_SUPPLIED ENTRIES_.
▶
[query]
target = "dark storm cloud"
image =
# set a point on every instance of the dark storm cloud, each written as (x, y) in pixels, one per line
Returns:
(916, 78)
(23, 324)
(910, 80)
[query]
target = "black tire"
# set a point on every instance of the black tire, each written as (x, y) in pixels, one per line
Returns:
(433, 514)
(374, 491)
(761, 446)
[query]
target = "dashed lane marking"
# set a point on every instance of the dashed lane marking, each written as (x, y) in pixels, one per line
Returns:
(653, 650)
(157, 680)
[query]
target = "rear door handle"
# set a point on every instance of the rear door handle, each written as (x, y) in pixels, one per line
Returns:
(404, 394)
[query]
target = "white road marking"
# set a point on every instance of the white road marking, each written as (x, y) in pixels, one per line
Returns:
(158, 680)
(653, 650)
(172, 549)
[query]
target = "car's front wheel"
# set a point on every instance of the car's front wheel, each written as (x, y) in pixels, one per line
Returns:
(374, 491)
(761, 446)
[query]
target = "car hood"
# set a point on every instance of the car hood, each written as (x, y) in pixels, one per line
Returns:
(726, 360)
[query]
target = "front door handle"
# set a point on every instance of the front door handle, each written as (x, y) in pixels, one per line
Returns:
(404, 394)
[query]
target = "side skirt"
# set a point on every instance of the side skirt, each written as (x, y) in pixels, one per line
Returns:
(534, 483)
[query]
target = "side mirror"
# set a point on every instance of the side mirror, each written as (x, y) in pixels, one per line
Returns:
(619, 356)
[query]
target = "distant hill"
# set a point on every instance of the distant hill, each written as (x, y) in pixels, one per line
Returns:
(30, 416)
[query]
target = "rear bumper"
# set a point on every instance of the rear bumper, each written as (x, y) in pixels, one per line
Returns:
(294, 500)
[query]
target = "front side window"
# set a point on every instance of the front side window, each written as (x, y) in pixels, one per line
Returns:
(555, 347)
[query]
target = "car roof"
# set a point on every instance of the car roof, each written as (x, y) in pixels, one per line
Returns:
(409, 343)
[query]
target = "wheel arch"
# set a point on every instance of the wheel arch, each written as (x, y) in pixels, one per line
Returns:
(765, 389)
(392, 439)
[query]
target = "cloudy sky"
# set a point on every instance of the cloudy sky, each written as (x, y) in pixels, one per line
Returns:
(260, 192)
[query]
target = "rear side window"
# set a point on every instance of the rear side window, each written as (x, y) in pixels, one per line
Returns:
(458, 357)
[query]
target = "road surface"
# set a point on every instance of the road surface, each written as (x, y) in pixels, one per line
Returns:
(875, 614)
◀
_ASSIGNED TASK_.
Each line must be set down again exactly as above, with no line omitted.

_TASK RESULT_.
[query]
target = "dark storm cloud"
image =
# set a point on every instance of the dark storm cloud, each written as (x, y) in pixels, one per line
Returns:
(916, 78)
(23, 324)
(910, 80)
[query]
target = "black tire"
# set a point on every instance of the black tire, each written as (x, y) in pixels, one per line
Returns:
(433, 514)
(374, 491)
(761, 446)
[query]
target = "dashed lane marking"
# set a point on every instance of the dashed lane marking, each written as (x, y) in pixels, one per line
Returns:
(653, 650)
(157, 680)
[query]
target = "rear door handle"
# set a point on every instance of the rear door handle, each written as (x, y) in pixels, one per line
Returns:
(404, 394)
[query]
target = "white road marking"
# set a point on every instance of the white road marking, each written as (x, y) in pixels, one per line
Returns:
(158, 680)
(653, 650)
(172, 549)
[query]
target = "car's front wheel"
# set a point on every instance of the car's front wheel, each written as (x, y) in pixels, one per line
Returns:
(374, 491)
(761, 446)
[query]
target = "car hood"
# set a point on every instance of the car hood, each written as (x, y) in pixels, one per line
Returns:
(726, 360)
[query]
target = "front door handle"
# set a point on every instance of the front door handle, each written as (x, y) in pixels, one per line
Returns:
(404, 394)
[query]
target = "side skirt"
# set a point on every instance of the side skirt, each written as (x, y) in pixels, one per line
Returns:
(534, 483)
[query]
target = "side mirror"
# set a point on every instance of the side mirror, each written as (x, y) in pixels, one per line
Returns:
(619, 356)
[query]
target = "distant hill"
# set a point on every instance of the distant hill, each written as (x, y) in pixels, one per line
Returns:
(30, 416)
[query]
target = "rear bumper"
# set a point on every instance of the rear bumper, each written as (x, y) in pixels, one per line
Returns:
(294, 500)
[query]
target = "front side window"
# set a point on every instance of the front side window, each written as (x, y) in pixels, one per line
Returns:
(555, 347)
[query]
target = "car roof"
# set a point on every instance of the car roof, each written as (x, y) in pixels, one per line
Returns:
(409, 343)
[query]
target = "wheel arch"
# set a point on every instance of the wheel arch, each written as (x, y) in pixels, one per line
Returns:
(765, 389)
(392, 439)
[query]
target = "cloudy sky"
# set a point on every instance of the cloudy sky, each written as (x, y) in pixels, one per line
Returns:
(260, 192)
[query]
target = "rear side window"
# set a point on every instance of the rear side window, each written as (x, y) in pixels, one per line
Returns:
(458, 357)
[query]
target = "road surface"
# set a point on every instance of the road surface, each written as (x, y) in pixels, one per line
Returns:
(875, 614)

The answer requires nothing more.